Source records

/---

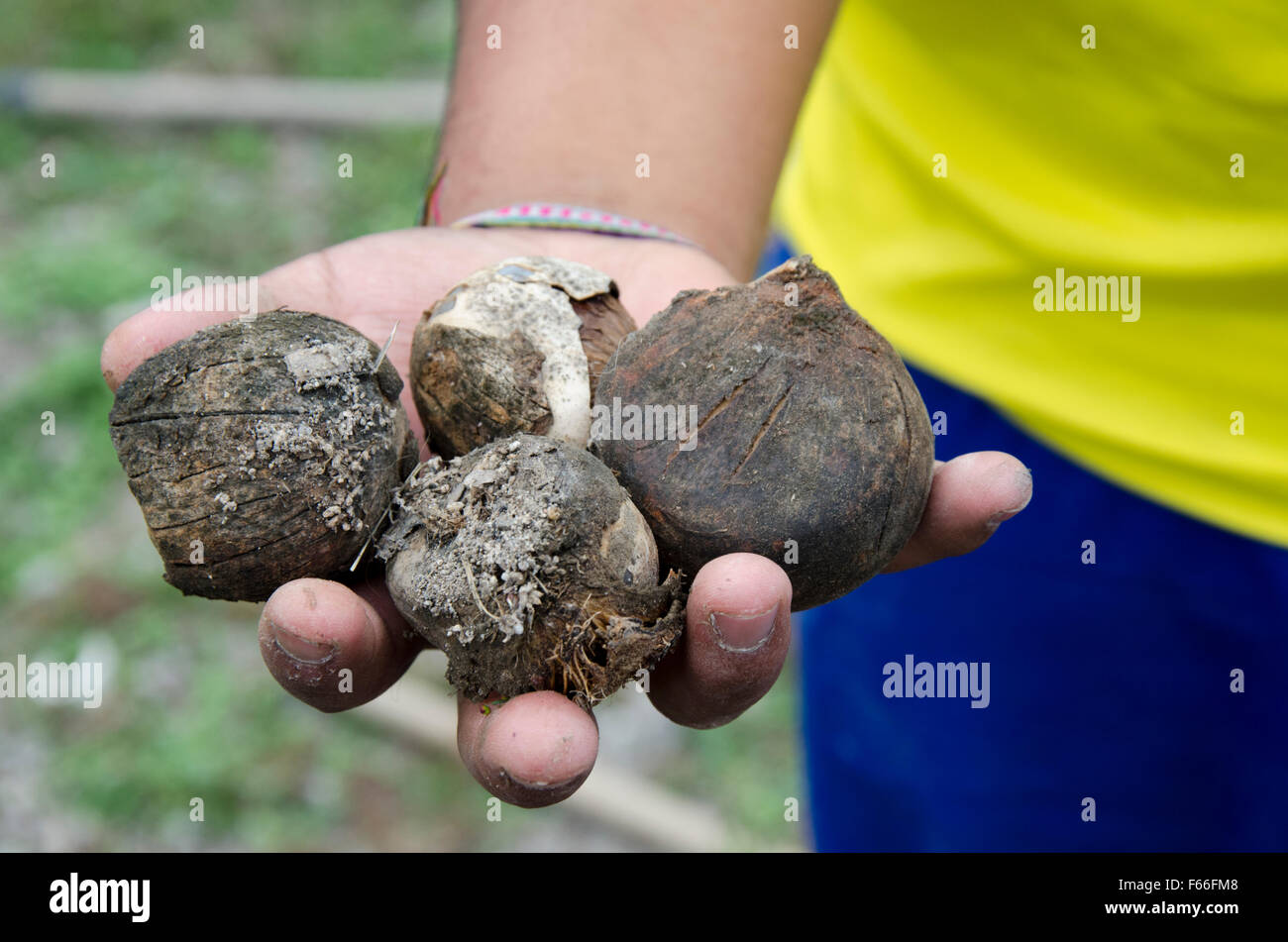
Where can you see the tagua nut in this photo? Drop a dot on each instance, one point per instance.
(811, 447)
(516, 347)
(528, 565)
(262, 450)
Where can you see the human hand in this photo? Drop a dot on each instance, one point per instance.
(536, 749)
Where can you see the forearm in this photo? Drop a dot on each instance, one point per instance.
(580, 89)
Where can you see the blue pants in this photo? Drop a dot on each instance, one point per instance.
(1112, 722)
(1108, 680)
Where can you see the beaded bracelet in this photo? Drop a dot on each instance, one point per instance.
(542, 215)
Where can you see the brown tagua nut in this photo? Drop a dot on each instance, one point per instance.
(807, 444)
(516, 347)
(528, 565)
(262, 450)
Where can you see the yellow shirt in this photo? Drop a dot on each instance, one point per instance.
(962, 168)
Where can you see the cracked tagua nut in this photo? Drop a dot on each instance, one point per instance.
(515, 348)
(811, 447)
(262, 450)
(528, 565)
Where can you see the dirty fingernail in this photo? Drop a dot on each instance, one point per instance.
(300, 649)
(743, 633)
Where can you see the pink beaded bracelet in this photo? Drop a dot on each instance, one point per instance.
(542, 215)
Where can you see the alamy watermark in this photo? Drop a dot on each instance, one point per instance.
(922, 679)
(53, 680)
(632, 422)
(1090, 293)
(214, 293)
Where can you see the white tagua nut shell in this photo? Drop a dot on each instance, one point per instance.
(515, 347)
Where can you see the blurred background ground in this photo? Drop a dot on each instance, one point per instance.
(189, 708)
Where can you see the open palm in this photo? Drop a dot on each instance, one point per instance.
(537, 748)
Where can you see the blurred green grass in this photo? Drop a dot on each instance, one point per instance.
(193, 713)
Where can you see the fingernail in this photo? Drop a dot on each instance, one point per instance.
(743, 633)
(1024, 481)
(300, 649)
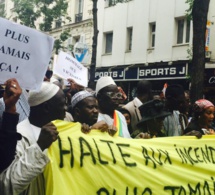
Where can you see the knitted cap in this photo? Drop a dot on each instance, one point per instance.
(46, 92)
(80, 96)
(104, 82)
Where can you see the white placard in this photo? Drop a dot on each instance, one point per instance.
(24, 54)
(67, 67)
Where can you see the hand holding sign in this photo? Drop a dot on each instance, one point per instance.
(11, 95)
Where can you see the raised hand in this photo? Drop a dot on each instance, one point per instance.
(11, 95)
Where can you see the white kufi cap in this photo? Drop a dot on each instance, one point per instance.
(104, 82)
(46, 92)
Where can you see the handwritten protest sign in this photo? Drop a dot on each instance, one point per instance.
(99, 164)
(24, 54)
(68, 67)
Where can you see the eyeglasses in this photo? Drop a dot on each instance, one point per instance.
(114, 95)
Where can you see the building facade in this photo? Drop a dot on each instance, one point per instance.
(147, 39)
(80, 27)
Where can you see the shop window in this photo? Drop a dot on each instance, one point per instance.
(58, 23)
(109, 42)
(153, 30)
(79, 10)
(129, 38)
(183, 31)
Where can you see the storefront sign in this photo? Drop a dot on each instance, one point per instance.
(151, 72)
(162, 72)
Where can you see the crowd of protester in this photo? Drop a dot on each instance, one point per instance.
(26, 130)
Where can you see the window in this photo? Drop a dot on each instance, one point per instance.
(129, 38)
(58, 23)
(183, 31)
(111, 2)
(152, 29)
(79, 12)
(109, 40)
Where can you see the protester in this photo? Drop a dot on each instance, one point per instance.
(144, 94)
(24, 175)
(85, 110)
(203, 115)
(151, 124)
(8, 134)
(175, 123)
(22, 106)
(108, 97)
(127, 116)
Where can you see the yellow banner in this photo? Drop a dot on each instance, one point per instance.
(96, 163)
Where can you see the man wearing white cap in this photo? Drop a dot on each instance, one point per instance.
(24, 175)
(108, 97)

\---

__BRIEF__: A verbatim copy of the entries, stripped of pictures, should be produced.

__ANSWER SPACE__:
Where can you see the tagua nut in this photo? Drop a dot on each instance, one point per instance.
(811, 447)
(516, 347)
(528, 565)
(262, 450)
Where can you see the human hand in this photo? Drop a dot on each instance, one point per instance.
(536, 749)
Where can you see the forearm in this photo? Drop a dot on each instance, one point per instance.
(580, 89)
Where can you see the blue pants in this photo? Drop a dot on each instance, one point per instance.
(1112, 722)
(1108, 680)
Where can you see the beaded bracelet in this photo? Drop a dot on each instance, one point per instance.
(542, 215)
Where can you see the brown tagua nut in this photo? Drop a dot on each instance, one point per instance.
(807, 444)
(516, 347)
(528, 565)
(262, 450)
Where can you see the yellow shirt in this photo? Drop a dot on each instance, one point per instance.
(962, 168)
Where can you see the cracked tagua nut in this photo? Drop a dot on each instance, one point per instance.
(515, 348)
(811, 447)
(262, 450)
(528, 565)
Where can you see the dirty fingernail in this photo? Drop a dot on each instance, one point per instance.
(300, 649)
(743, 633)
Where can you see the pink beaded bracelet in this photo? Drop a dot on each instance, one point per instance.
(542, 215)
Where can you see the alamy watermark in this photo? Drop a dot on each instance, one point per instance.
(922, 679)
(53, 680)
(632, 422)
(1090, 293)
(214, 293)
Where can you see the white tagua nut shell in this photo? Drop a dot on each instance, one point per instance.
(515, 347)
Where can you see the blurred background ground in this photo? Drop a dot on each instance, one point per instance.
(189, 708)
Where can you see the open palm in this photo? Drop a dot on each instance, one point per instance.
(537, 748)
Where can you see the blurred green grass in this photo? Drop a dot on each instance, one point per instance.
(193, 713)
Where can you see the fingernail in this photo? Drop a dot on each instance, one point per instance.
(743, 633)
(1024, 481)
(300, 649)
Where can you see the knitted cap in this photo? Drop a dot on each instance, one point per instance.
(46, 92)
(80, 96)
(104, 82)
Where can you see the white placard in this photo? Drop a dot on each instance, one point per instance.
(24, 54)
(67, 67)
Where can you see the hand holding sign in this photo? Drop a dot on each instance, one point per instance.
(11, 95)
Where can you see the raised hand in this photo? Drop a dot on each instance, one point per instance.
(11, 95)
Where can you see the white kufi cap in this photo? Drop a dot on each instance, one point per instance.
(104, 82)
(46, 92)
Where can you see the handwritten protest sign in this photo? Drop a dot on each instance, one point per instance.
(99, 164)
(24, 54)
(68, 67)
Where can you see the eyeglasses in this photo? Drop a dot on each instance, one point per instance.
(114, 95)
Where can you see the building facade in this photo? Drop a dot on each instance, one point per instance.
(147, 39)
(80, 27)
Where can you see the shop window in this photo? Drop a dot on each instance, one point per instance.
(58, 23)
(109, 42)
(153, 30)
(79, 10)
(129, 38)
(183, 31)
Where can you see the storefront sign in this photo? Drop a dot on each instance, one point per instance.
(151, 72)
(162, 72)
Where can you see the crowd of protester in this photo? Drop a dot on each instance, one point per instance.
(26, 130)
Where can you see the window in this photo? Drop a dot on each instance, one point per instance.
(129, 38)
(58, 23)
(183, 31)
(111, 2)
(152, 29)
(79, 12)
(109, 40)
Where can you see the protester in this photo? Drop a dot on each instance, one point per instance.
(144, 94)
(24, 175)
(85, 110)
(203, 115)
(151, 124)
(8, 134)
(175, 123)
(22, 106)
(108, 97)
(127, 116)
Where can you see the yellow banner in this photo? Drop a dot on each instance, one point per instance.
(96, 163)
Where can you see the man wearing white cap in this photo? Drop a dot on each instance, one point per instance.
(24, 175)
(108, 97)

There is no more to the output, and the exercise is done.